TASK PROMPT:
Transcribe the entries that follow exactly as they appear, minus pictures.
────────────────────
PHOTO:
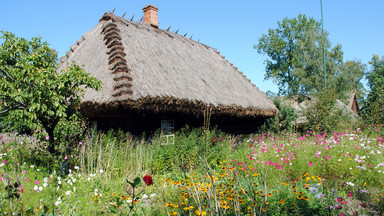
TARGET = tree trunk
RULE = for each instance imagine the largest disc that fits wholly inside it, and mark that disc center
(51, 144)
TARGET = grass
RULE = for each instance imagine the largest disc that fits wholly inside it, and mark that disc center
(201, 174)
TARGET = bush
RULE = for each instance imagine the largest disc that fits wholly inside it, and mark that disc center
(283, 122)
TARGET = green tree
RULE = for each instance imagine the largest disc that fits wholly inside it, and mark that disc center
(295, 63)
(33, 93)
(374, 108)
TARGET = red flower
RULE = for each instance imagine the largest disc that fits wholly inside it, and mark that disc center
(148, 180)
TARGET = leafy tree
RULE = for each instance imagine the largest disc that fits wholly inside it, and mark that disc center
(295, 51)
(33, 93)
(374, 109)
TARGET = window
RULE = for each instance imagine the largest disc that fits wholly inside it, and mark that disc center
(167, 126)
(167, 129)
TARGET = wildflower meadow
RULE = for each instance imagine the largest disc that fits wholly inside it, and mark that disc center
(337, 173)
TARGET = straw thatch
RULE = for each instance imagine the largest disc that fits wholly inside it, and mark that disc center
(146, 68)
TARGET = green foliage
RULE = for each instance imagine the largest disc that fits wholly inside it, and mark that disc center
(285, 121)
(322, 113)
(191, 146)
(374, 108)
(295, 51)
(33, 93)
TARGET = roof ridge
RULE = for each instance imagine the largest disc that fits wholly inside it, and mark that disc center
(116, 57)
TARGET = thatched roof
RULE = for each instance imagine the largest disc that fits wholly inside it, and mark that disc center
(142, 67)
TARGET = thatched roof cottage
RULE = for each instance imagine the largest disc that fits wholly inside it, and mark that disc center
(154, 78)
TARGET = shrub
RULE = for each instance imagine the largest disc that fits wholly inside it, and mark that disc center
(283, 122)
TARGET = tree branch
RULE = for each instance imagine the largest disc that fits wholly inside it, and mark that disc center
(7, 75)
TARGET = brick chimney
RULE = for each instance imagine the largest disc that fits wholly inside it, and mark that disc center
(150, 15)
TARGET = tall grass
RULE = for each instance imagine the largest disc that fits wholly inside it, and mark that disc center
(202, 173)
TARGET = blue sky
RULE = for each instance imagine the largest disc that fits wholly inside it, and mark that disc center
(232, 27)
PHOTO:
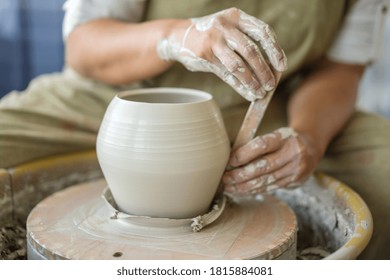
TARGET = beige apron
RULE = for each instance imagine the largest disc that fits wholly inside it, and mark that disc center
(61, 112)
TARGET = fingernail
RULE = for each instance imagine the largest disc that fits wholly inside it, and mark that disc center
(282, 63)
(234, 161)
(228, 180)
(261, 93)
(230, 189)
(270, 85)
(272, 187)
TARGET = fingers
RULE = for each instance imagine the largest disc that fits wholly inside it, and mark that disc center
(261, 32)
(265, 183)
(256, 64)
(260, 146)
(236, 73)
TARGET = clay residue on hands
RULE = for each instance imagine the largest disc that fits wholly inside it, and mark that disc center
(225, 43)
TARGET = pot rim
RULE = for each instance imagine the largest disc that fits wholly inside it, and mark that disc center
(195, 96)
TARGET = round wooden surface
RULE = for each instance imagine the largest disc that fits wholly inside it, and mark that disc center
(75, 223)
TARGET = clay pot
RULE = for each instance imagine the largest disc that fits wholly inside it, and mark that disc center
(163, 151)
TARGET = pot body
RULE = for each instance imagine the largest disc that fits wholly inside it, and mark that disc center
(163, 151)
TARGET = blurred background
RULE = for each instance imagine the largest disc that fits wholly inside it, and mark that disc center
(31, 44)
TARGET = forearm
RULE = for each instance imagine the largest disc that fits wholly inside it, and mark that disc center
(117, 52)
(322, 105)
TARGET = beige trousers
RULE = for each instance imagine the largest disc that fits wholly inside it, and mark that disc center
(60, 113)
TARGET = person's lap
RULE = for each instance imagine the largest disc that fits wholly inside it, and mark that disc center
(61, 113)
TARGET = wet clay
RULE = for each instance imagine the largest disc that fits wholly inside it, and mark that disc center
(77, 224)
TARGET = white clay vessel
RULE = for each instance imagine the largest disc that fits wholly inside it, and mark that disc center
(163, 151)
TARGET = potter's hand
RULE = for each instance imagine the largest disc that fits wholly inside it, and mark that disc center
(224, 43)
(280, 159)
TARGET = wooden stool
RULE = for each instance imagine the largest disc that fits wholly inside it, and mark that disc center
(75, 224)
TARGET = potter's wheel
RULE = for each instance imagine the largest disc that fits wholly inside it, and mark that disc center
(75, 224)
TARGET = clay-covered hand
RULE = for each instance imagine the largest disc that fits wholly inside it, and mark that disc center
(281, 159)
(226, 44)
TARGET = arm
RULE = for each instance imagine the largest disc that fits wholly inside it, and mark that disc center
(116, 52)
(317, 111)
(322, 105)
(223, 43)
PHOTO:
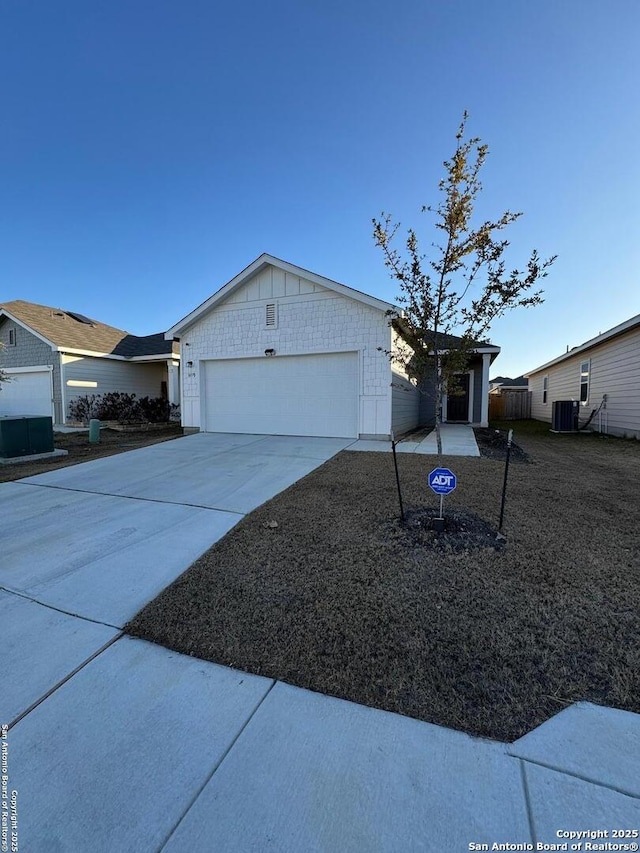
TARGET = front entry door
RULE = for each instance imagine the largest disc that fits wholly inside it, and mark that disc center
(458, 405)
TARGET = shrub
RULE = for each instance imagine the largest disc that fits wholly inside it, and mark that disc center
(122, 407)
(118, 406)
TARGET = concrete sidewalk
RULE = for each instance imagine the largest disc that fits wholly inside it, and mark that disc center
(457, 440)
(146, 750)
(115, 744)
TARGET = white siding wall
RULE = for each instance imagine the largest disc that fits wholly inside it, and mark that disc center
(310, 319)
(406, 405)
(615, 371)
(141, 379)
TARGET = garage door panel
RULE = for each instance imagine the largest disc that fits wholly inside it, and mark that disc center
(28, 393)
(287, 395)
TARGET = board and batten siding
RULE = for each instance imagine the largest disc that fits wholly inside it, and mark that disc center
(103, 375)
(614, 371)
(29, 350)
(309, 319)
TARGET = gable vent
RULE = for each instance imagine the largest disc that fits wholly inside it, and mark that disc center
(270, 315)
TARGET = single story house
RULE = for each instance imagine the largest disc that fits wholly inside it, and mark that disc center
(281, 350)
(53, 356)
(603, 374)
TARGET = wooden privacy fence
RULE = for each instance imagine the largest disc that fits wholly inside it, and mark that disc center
────────────────────
TASK OUTPUT:
PHOTO:
TARGET = tree trunk
RULE = for each instance imagine the largest disc that fits wholly inside it, and mark that disc center
(51, 144)
TARGET = grass
RULE = for each instance imagine the largest disc that fits wholly inside it, and mark that disc center
(201, 174)
TARGET = bush
RULE = for each instance imagine the largest disc that fits wholly inside it, and mark that disc center
(283, 122)
TARGET = green tree
RULE = for each instance imagine the largest disc that fits wholly inside it, and mark that disc center
(295, 63)
(33, 93)
(374, 108)
TARGET = red flower
RULE = for each instance imagine the largest disc that fits wholly inside it, and mark that disc center
(148, 180)
TARGET = leafy tree
RULE = for each instance imagine the largest disc that fits wholly inside it, and mark that disc center
(295, 51)
(33, 93)
(374, 109)
TARGET = window
RULE = for each instance imagine the largest disc that fits wholly inside it, and mark that disc center
(167, 126)
(167, 129)
TARGET = wildflower meadow
RULE = for each instance imagine the largest disc that fits wholly inside it, and mark that disc center
(337, 173)
TARGET = straw thatch
RULE = for each instance imagine the largest disc that fits wholly inside it, and mark that disc center
(146, 68)
TARGET = green foliage
RULE = for each instance imagine the largest disc that fits wholly inside it, and mark that disc center
(285, 121)
(322, 113)
(191, 146)
(374, 108)
(295, 51)
(33, 93)
TARGET = roof ridge
RULE = for each instance imagine the largest disc that fits wholly inside it, and mark that disc center
(116, 57)
TARGET = thatched roof
RULE = for each instance imagine the largest disc that fits wholly inside it, and mark that disc center
(142, 67)
TARGET = thatched roof cottage
RULE = for each instance imagine the largest disc that fits wholly inside it, and mark that disc center
(154, 78)
TARGET = shrub
RULE = for each instance imagine the largest disc that fits wholly inside it, and mark that disc center
(283, 122)
TARGET = tree branch
RULE = for each instance imagine the largest disc that fits wholly inside it, and mark that disc center
(7, 75)
TARGET = brick chimney
RULE = for each instance imagine the largest disc that fits wholly inside it, and mark that disc center
(150, 15)
TARGET = tall grass
RULE = for each instance imagine the largest disc that fits wholly inside it, and mark that disc center
(202, 173)
TARGET = blue sky
RULE = for each instance imagine the largest disc that fits wholly inside it, and mark that disc center
(232, 27)
PHOTO:
TARGET = beige apron
RULE = for each instance imagine the largest disc that fits wholly inside it, and mark that disc center
(61, 112)
TARGET = fingernail
RULE = for each instance imagine the largest disc that fits wholly inside it, and mark that disc center
(282, 63)
(234, 161)
(228, 180)
(261, 93)
(230, 189)
(270, 85)
(272, 187)
TARGET = fingers
RULE = for each instance imagine the largest disc that fits wholly inside it, and mark that disc center
(261, 32)
(265, 183)
(256, 64)
(260, 146)
(236, 73)
TARGET = clay residue on hands
RULE = for each instance imagine the largest disc that fits wholly inside it, and mark that disc center
(225, 43)
TARGET = pot rim
RULE = for each instance imagine the largest disc that fits wholly inside it, and mark that disc center
(195, 96)
TARGET = round wooden surface
RULE = for each instance imagine the largest disc that fits wholly inside it, and mark that disc center
(75, 223)
TARGET = clay pot
RULE = for each instance imagine the largest disc that fits wholly inside it, and mark that disc center
(163, 151)
TARGET = pot body
RULE = for each instance imagine the largest disc that fits wholly inside it, and mark that disc center
(163, 151)
TARGET = blurred background
RULE = for each instance imagine the largest disc that fits wholly inside it, and mark that disc center
(31, 44)
TARGET = forearm
RULE = for each instance imagine the largest disc that fits wholly inside it, and mark that disc center
(117, 52)
(322, 105)
TARGET = beige trousers
RULE = for each instance imagine the largest disc that fits wholly inside it, and mark that disc center
(60, 113)
TARGET = person's lap
RULE = for each instance imagine the largest disc that fits wholly inside it, and mark that disc center
(61, 113)
TARGET = wet clay
RULE = for each instance imagine the largest disc that fits wholly inside it, and mark that disc center
(77, 224)
TARGET = white clay vessel
RULE = for each instance imagine the largest disc that fits wholly inside it, and mark that disc center
(163, 151)
TARGET = potter's hand
RULE = for each instance imagine the largest disc that fits wholly inside it, and mark that disc center
(224, 43)
(280, 159)
TARGET = wooden stool
RULE = for each instance imagine the largest disc that fits wholly inside it, and mark that disc center
(75, 224)
TARGET = potter's wheel
RULE = for each instance imagine the largest disc that fits wholly inside it, and mark that disc center
(75, 224)
TARGET = clay-covered hand
RULE = for each instance imagine the largest disc that fits wholly inside it, and mark that disc center
(281, 159)
(226, 44)
TARGET = arm
RULE = for each instance imagine the largest disc that fits wholly inside it, and mark that disc center
(116, 52)
(317, 111)
(322, 105)
(223, 43)
PHOTO:
TARGET = front entry door
RULE = for each instance imagine the largest disc that fits wholly inside it, and mark that disc center
(458, 405)
TARGET = shrub
RULE = for each instance imagine the largest disc that fits wholly inside it, and mark that disc center
(122, 407)
(118, 406)
TARGET = concrete sidewalk
RULE = for each instance imagine the largest disc that fits wholly inside it, and mark that disc center
(457, 440)
(146, 750)
(115, 744)
TARGET = white siding wall
RULE = for each instance imagine the largest disc that fits wholly inside it, and mark that disc center
(310, 319)
(406, 405)
(615, 371)
(141, 379)
TARGET = garage door panel
RULE = for each instance imagine the largest disc that fits wholly inside it, and mark that disc center
(28, 393)
(287, 395)
TARGET = board and batten siding
RULE = for each instance imagine the largest disc that fits wholly inside it, and mark that disc center
(103, 375)
(614, 371)
(29, 350)
(309, 319)
TARGET = gable vent
RULE = for each instance imagine the largest disc that fits wholly inside it, and mark that disc center
(270, 315)
TARGET = single story house
RULE = for each instance imagine the largest disc that fits wholly inside it, and mark that disc center
(281, 350)
(53, 356)
(603, 374)
TARGET = wooden privacy fence
RULE = for each instance imagine the largest disc that fits wholly inside it, and mark that disc center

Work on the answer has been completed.